=== What is being asked ===
Repeat the data exactly, so that every line matches the original.

Source records
==*==

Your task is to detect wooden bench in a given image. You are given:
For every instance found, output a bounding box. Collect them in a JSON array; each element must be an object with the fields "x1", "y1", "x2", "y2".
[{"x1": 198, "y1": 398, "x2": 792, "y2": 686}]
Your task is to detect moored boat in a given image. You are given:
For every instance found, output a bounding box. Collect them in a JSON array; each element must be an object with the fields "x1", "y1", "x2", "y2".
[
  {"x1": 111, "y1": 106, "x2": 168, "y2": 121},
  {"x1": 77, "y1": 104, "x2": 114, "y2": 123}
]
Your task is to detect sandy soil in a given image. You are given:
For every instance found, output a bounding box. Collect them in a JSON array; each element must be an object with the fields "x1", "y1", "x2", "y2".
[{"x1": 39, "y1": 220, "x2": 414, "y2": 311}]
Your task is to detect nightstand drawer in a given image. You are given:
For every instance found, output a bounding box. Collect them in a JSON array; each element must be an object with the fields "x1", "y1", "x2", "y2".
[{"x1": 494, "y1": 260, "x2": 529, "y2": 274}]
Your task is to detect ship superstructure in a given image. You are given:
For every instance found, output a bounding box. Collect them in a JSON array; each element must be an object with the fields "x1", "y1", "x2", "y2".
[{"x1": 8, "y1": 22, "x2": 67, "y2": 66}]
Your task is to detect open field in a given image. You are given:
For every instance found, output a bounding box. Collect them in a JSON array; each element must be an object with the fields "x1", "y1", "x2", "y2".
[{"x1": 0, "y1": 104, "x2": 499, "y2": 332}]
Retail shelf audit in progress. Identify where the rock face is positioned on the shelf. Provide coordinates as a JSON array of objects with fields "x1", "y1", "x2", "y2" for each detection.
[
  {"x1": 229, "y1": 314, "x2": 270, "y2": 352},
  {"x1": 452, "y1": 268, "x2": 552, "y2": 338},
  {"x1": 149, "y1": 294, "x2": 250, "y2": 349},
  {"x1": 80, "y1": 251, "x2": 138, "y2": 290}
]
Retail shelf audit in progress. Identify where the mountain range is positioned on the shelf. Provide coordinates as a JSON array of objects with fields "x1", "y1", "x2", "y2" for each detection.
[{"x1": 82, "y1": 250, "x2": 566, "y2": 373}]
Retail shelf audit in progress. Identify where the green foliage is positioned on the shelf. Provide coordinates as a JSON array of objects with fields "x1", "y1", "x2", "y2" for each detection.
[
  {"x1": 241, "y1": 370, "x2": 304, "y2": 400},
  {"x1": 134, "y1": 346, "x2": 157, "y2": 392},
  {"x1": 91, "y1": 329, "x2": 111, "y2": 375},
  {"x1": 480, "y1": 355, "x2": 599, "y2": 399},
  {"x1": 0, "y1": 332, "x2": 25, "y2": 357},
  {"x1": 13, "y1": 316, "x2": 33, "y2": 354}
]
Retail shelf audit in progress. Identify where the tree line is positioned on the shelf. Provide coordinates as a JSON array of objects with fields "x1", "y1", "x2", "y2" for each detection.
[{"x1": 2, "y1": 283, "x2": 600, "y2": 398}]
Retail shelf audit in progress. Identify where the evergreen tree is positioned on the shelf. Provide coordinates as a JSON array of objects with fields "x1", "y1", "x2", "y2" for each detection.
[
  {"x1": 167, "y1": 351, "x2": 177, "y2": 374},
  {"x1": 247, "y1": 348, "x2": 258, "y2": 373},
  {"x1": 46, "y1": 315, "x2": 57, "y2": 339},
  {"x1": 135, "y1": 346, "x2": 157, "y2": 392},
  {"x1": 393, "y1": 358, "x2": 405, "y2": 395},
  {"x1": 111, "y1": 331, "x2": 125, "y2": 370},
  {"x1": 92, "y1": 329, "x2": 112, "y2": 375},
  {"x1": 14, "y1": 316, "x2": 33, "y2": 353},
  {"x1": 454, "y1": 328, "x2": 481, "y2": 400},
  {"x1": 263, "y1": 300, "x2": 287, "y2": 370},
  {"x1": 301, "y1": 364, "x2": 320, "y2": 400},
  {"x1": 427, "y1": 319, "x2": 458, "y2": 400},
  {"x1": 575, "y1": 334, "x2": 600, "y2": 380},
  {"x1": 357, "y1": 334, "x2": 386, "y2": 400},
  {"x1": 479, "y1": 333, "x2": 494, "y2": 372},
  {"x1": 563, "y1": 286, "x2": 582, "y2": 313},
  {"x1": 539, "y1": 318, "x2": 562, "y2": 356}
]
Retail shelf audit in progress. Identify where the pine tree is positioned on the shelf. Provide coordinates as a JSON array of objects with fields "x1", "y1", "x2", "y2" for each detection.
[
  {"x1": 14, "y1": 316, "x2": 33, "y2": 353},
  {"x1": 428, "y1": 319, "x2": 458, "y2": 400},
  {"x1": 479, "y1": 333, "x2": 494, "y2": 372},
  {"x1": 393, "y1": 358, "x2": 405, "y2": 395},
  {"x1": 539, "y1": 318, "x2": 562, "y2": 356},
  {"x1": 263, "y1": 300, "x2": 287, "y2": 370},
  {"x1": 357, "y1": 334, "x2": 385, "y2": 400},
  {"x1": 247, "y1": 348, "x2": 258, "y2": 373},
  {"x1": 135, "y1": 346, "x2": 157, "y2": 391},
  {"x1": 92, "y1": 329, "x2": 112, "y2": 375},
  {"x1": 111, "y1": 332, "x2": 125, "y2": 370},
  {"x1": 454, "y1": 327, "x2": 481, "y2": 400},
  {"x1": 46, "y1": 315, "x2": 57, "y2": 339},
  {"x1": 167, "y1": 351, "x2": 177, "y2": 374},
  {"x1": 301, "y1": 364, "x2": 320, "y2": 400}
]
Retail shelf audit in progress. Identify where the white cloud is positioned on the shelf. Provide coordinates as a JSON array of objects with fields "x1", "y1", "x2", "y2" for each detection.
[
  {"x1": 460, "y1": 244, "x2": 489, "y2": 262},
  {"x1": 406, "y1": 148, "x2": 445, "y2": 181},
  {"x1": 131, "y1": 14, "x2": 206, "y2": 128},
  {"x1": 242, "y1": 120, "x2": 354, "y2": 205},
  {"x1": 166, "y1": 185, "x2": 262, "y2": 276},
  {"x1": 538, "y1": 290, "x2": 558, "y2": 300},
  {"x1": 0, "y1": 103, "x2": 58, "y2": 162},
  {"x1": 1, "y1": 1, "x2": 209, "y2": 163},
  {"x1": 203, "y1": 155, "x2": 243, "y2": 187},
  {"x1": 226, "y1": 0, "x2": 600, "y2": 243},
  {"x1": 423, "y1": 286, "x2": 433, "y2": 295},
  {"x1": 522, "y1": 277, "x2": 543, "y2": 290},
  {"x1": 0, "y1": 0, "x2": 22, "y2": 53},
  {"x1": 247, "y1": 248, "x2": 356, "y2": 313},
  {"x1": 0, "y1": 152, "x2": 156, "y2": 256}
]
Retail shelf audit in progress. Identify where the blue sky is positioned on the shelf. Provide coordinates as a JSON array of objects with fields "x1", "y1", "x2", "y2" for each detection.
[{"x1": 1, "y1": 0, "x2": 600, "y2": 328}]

==*==

=== Solution to the exercise ===
Your task is to detect wooden bench in a given image. You are given:
For every instance found, output a bounding box. Collect them in a JSON array; each element must be an object with the fields "x1", "y1", "x2", "y2".
[{"x1": 198, "y1": 398, "x2": 792, "y2": 686}]
Your task is to detect moored boat in a given image. You are given:
For every instance found, output a bounding box. Collect them in a JSON array; each element must be an object with the fields "x1", "y1", "x2", "y2".
[
  {"x1": 111, "y1": 106, "x2": 168, "y2": 121},
  {"x1": 77, "y1": 104, "x2": 114, "y2": 123}
]
Your task is to detect sandy soil in a given image. You are given:
For every instance found, output a bounding box. Collect them in a JSON array; each element must be an object with the fields "x1", "y1", "x2", "y2".
[{"x1": 39, "y1": 220, "x2": 414, "y2": 311}]
Your task is to detect nightstand drawer in a given image. You are given:
For every instance found, output a bounding box. Collect them in a JSON array; each element must be an object with the fields "x1", "y1", "x2", "y2".
[{"x1": 494, "y1": 260, "x2": 529, "y2": 274}]
Your task is to detect ship superstructure in a given image. You are given:
For every instance found, output a bounding box. Collect them in a JSON array; each element must be an object with the fields "x1", "y1", "x2", "y2".
[{"x1": 8, "y1": 22, "x2": 67, "y2": 66}]
Your task is to detect open field in a given image. You are given:
For every instance found, output a bounding box. Collect them in a JSON array; each element must be an object with the fields "x1", "y1", "x2", "y2".
[{"x1": 0, "y1": 104, "x2": 499, "y2": 332}]
Retail shelf audit in progress. Identify where the rock face is positioned on the shelf. Provide coordinates as a JSON array of objects with fields "x1", "y1", "x2", "y2" for each detection.
[
  {"x1": 229, "y1": 314, "x2": 270, "y2": 352},
  {"x1": 452, "y1": 268, "x2": 552, "y2": 338},
  {"x1": 149, "y1": 294, "x2": 250, "y2": 349},
  {"x1": 80, "y1": 251, "x2": 138, "y2": 290}
]
Retail shelf audit in progress. Identify where the mountain range is positioned on the shelf. Provide coordinates as a JSON array of objects with fields "x1", "y1", "x2", "y2" for each detection.
[{"x1": 82, "y1": 250, "x2": 566, "y2": 373}]
Retail shelf audit in progress. Identify where the green foliage is positioned on the shelf. Provide coordinates as a JSON array of objects with fields "x1", "y1", "x2", "y2" for each detection.
[
  {"x1": 241, "y1": 370, "x2": 304, "y2": 400},
  {"x1": 134, "y1": 346, "x2": 157, "y2": 392},
  {"x1": 91, "y1": 329, "x2": 111, "y2": 375},
  {"x1": 480, "y1": 355, "x2": 599, "y2": 399},
  {"x1": 0, "y1": 332, "x2": 25, "y2": 357},
  {"x1": 13, "y1": 316, "x2": 33, "y2": 354}
]
Retail shelf audit in progress. Identify where the tree line is positioned on the shelf. Provide coordinates as a JSON array of objects with fields "x1", "y1", "x2", "y2" for each detection.
[{"x1": 2, "y1": 283, "x2": 600, "y2": 398}]
Retail shelf audit in progress. Identify where the evergreen tree is positioned on the shelf. Provide coordinates as a JSON array of objects with fields "x1", "y1", "x2", "y2" for each detection.
[
  {"x1": 167, "y1": 351, "x2": 177, "y2": 374},
  {"x1": 247, "y1": 348, "x2": 258, "y2": 373},
  {"x1": 46, "y1": 315, "x2": 57, "y2": 339},
  {"x1": 135, "y1": 346, "x2": 157, "y2": 392},
  {"x1": 393, "y1": 358, "x2": 405, "y2": 395},
  {"x1": 111, "y1": 331, "x2": 125, "y2": 370},
  {"x1": 92, "y1": 329, "x2": 112, "y2": 375},
  {"x1": 14, "y1": 316, "x2": 33, "y2": 353},
  {"x1": 454, "y1": 328, "x2": 481, "y2": 400},
  {"x1": 263, "y1": 300, "x2": 287, "y2": 370},
  {"x1": 301, "y1": 364, "x2": 320, "y2": 400},
  {"x1": 427, "y1": 319, "x2": 458, "y2": 400},
  {"x1": 575, "y1": 334, "x2": 600, "y2": 380},
  {"x1": 357, "y1": 334, "x2": 386, "y2": 400},
  {"x1": 479, "y1": 333, "x2": 494, "y2": 372},
  {"x1": 563, "y1": 286, "x2": 582, "y2": 313},
  {"x1": 539, "y1": 318, "x2": 562, "y2": 356}
]
Retail shelf audit in progress. Identify where the pine tree is positioned on the shelf. Provide coordinates as a JSON array of objects with fields "x1", "y1", "x2", "y2" for each detection.
[
  {"x1": 14, "y1": 316, "x2": 33, "y2": 353},
  {"x1": 428, "y1": 319, "x2": 458, "y2": 400},
  {"x1": 479, "y1": 333, "x2": 494, "y2": 372},
  {"x1": 393, "y1": 358, "x2": 405, "y2": 395},
  {"x1": 539, "y1": 318, "x2": 562, "y2": 356},
  {"x1": 263, "y1": 300, "x2": 287, "y2": 370},
  {"x1": 357, "y1": 334, "x2": 385, "y2": 400},
  {"x1": 247, "y1": 348, "x2": 258, "y2": 373},
  {"x1": 135, "y1": 346, "x2": 157, "y2": 391},
  {"x1": 92, "y1": 329, "x2": 112, "y2": 375},
  {"x1": 111, "y1": 332, "x2": 125, "y2": 370},
  {"x1": 454, "y1": 327, "x2": 481, "y2": 400},
  {"x1": 46, "y1": 315, "x2": 57, "y2": 339},
  {"x1": 167, "y1": 351, "x2": 177, "y2": 374},
  {"x1": 301, "y1": 364, "x2": 320, "y2": 400}
]
Retail shelf audit in progress. Identify where the white cloud is positioned on the shelf. Provide coordinates as a JSON array of objects with fields "x1", "y1", "x2", "y2" for each detection.
[
  {"x1": 460, "y1": 244, "x2": 489, "y2": 262},
  {"x1": 406, "y1": 148, "x2": 445, "y2": 181},
  {"x1": 131, "y1": 14, "x2": 206, "y2": 128},
  {"x1": 242, "y1": 120, "x2": 354, "y2": 205},
  {"x1": 166, "y1": 185, "x2": 262, "y2": 276},
  {"x1": 538, "y1": 290, "x2": 558, "y2": 300},
  {"x1": 0, "y1": 103, "x2": 58, "y2": 162},
  {"x1": 1, "y1": 1, "x2": 209, "y2": 163},
  {"x1": 203, "y1": 155, "x2": 243, "y2": 187},
  {"x1": 226, "y1": 0, "x2": 600, "y2": 243},
  {"x1": 423, "y1": 286, "x2": 433, "y2": 295},
  {"x1": 522, "y1": 277, "x2": 543, "y2": 290},
  {"x1": 0, "y1": 0, "x2": 22, "y2": 53},
  {"x1": 247, "y1": 248, "x2": 356, "y2": 313},
  {"x1": 0, "y1": 152, "x2": 156, "y2": 256}
]
Retail shelf audit in progress. Identify where the blue sky is positioned on the shelf. Provide coordinates as a JSON array of objects with fields "x1", "y1", "x2", "y2" for each detection.
[{"x1": 1, "y1": 0, "x2": 600, "y2": 328}]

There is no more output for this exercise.